◆ Text extract:
Examples of passive aggressive behavior in the workplace are…

  • Ignoring your supervisor’s phone-calls or emails.
  • Refusing to actively communicate with your co-worker.
  • Purposefully missing deadlines on a joint project with your peer.
  • Misplacing your co-worker’s important files.
  • Responding with phrases such as “It’s not my job, you do it!”
  • If asked if you are good with a decision or direction, you respond “I’m good with it.” and then immediately complain about the      decision behind the person’s back.

Tips to prevent passive aggressive behavior in the workplace:

  • Take the high road. Prepare and initiate open communication with the co-worker with then intention of clearing up any    misunderstandings.
  • Be curious. Don’t make assumptions about the co-worker’s behavior. Ask questions to clarify their intent towards you.
  • Speak out! Speak Up! Be courageous and report your concerns to your supervisor or Human Resources personnel.
  • Discover and learn the existing policies your workplace organization has in place to prevent or intervene in cases of aggression.

To maintain a safe and healthy work environment, any form of bullying, passive or right-in-your-face aggression must be addressed and resolved constructively. To find out more on how to prevent workplace passive aggressive behavior visit Working Mother, Kickbully.com and WorkPlace Bullying Institute.

◆ Instructions for the task: In the text on workplace passive aggressive behavior, what does the "Be curious" tip say to do instead of making assumptions about a co-worker's behavior? The records that come next have no connection to the text on workplace passive aggressive behavior.

◆ Supplied material:
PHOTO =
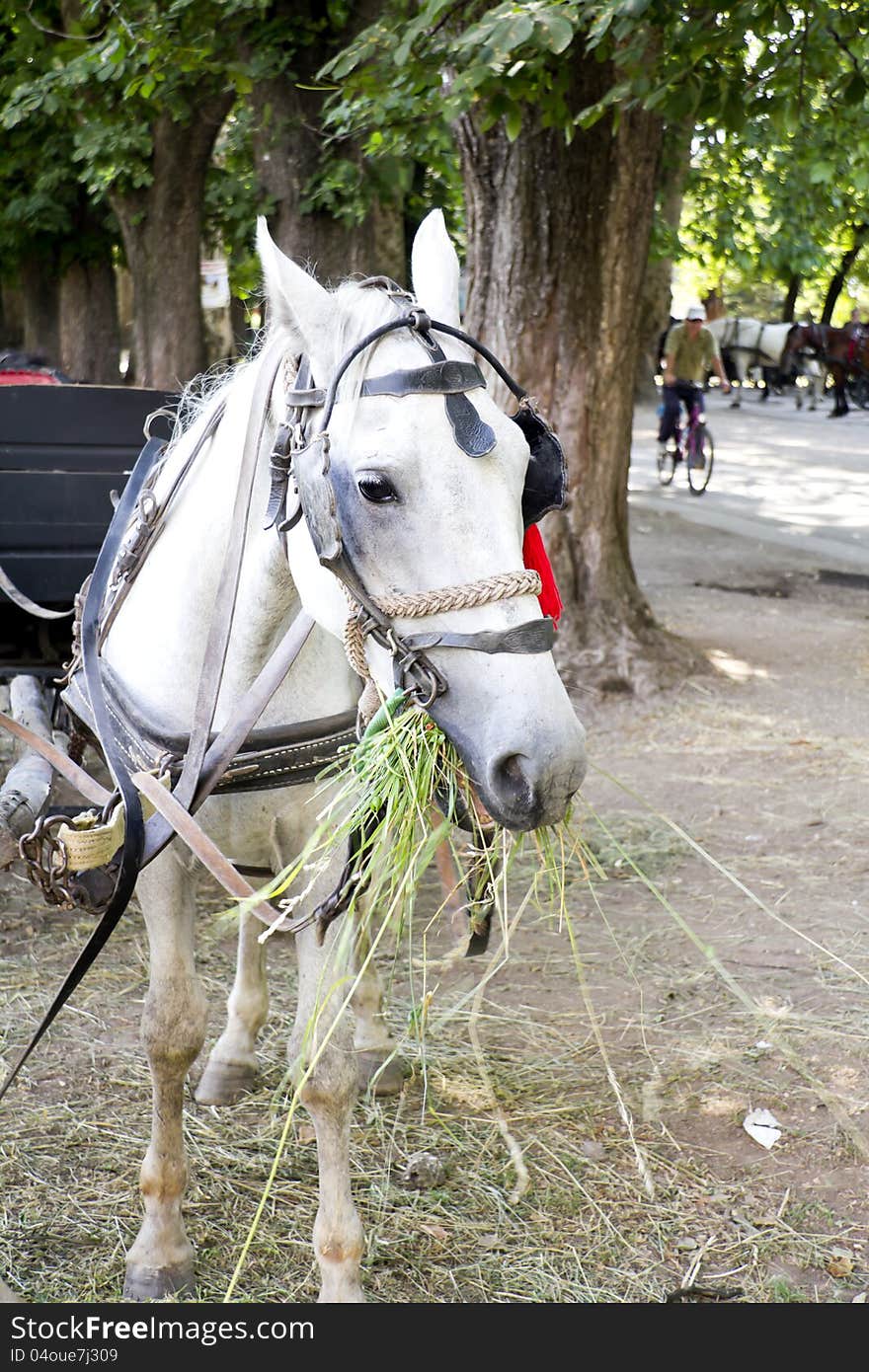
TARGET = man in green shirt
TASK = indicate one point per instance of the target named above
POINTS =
(689, 354)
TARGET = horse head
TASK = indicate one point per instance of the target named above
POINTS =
(412, 481)
(801, 338)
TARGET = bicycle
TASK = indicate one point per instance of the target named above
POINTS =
(693, 446)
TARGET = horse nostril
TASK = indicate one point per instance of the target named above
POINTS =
(511, 781)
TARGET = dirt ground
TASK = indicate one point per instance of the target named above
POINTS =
(621, 1070)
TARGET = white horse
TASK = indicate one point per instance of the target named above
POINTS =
(418, 513)
(753, 344)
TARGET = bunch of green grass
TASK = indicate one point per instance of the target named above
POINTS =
(401, 792)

◆ Task solution: Ask questions to clarify the co-worker's intent towards you.